Vos tâches ::
- A) D'après le texte sur l'avion russe abattu, combien d'avions turcs l'ont abattu ?
- B) Recopiez fidèlement le passage du texte sur l'avion russe abattu compris entre « Voyons tout d'abord » et « minutes. Cherchez l'erreur. », bornes incluses.
- C) Poursuivez le texte sur l'avion russe abattu par la Turquie à partir de sa dernière phrase.

Texte source ::
Un
avion d'attaque au sol russe vient donc d'être abattu par deux avions
turcs. Ce n'est pas un hasard même si les conséquences peuvent être
lourdes.
Voyons tout d'abord les faits.
Cette
image fournie aimablement par les Turcs est un relevé radar de la
trajectoire de l'avion russe (en rouge) avec le point d'impact figuré
par le rectangle vert. Si cette image correspond à la réalité, ce que
dément la Russie, il y a donc bien eu une incursion ou plutôt une
traversée de l'espace aérien turc sur une distance de ….2 kilomètres
environ, soit un temps de vol de quelques secondes pendant lequel les
Turcs auraient mis en garde plusieurs fois l'aéronef russe pendant 5
minutes. Cherchez l'erreur.
Moi
je dirai que ça ressemble plutôt à une embuscade. Ça aurait pu se
passer hier ou demain mais il est clair que ce n'est pas un hasard.

Données fournies ::
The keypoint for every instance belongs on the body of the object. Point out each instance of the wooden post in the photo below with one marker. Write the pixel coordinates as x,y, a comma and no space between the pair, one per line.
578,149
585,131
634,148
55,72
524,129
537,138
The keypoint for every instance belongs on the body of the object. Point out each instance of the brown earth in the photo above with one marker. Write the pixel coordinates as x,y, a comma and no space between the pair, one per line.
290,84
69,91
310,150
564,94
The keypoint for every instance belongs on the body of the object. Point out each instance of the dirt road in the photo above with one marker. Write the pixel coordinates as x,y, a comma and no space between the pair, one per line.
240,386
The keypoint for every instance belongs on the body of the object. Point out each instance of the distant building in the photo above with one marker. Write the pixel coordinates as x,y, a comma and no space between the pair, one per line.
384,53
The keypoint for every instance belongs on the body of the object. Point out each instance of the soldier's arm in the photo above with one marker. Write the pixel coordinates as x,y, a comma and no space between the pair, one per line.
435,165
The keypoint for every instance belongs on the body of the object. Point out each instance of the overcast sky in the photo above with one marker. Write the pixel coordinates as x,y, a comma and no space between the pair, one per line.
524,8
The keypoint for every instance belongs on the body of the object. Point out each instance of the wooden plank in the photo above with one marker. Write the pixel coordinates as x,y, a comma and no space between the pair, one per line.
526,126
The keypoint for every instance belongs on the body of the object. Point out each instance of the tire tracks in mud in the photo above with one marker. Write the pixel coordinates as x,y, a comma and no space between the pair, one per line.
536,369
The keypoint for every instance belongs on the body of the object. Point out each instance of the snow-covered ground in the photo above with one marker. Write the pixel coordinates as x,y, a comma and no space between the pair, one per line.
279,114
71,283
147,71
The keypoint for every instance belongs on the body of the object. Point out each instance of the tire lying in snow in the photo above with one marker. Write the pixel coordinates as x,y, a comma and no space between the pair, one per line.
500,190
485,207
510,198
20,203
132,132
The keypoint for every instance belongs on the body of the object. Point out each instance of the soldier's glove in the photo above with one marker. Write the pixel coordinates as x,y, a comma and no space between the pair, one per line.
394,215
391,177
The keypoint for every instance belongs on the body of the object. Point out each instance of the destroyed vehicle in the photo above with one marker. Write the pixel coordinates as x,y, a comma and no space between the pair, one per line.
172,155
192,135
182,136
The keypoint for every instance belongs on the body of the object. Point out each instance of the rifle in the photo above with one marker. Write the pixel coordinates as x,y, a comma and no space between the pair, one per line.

Réponses de l'exercice ::
- A) Deux avions turcs.

- B)
Voyons tout d'abord les faits.
Cette
image fournie aimablement par les Turcs est un relevé radar de la
trajectoire de l'avion russe (en rouge) avec le point d'impact figuré
par le rectangle vert. Si cette image correspond à la réalité, ce que
dément la Russie, il y a donc bien eu une incursion ou plutôt une
traversée de l'espace aérien turc sur une distance de ….2 kilomètres
environ, soit un temps de vol de quelques secondes pendant lequel les
Turcs auraient mis en garde plusieurs fois l'aéronef russe pendant 5
minutes. Cherchez l'erreur.

- C)
Par
ailleurs cet avion, en aucun cas, ne menaçait la Turquie. C'est donc
autre chose que la défense de sa souveraineté qui est à l'origine de ce
coup, coup de poignard selon le président Poutine.
Les
pilotes se sont éjectés et ont été assassinés avant de toucher terre
par des rebelles modérés, violant deux règles : on ne tire pas sur un
parachutiste sous voile qui ne vous tire pas dessus; on n'exécute pas
les prisonniers de guerre. Mais puisqu'ils sont modérés qu'on vous dit.
Reste donc à imaginer les motifs de cet acte agressif contre la Russie.
Pour cela voyons le contexte.
Tout d'abord ce qui oppose Russes et Turcs.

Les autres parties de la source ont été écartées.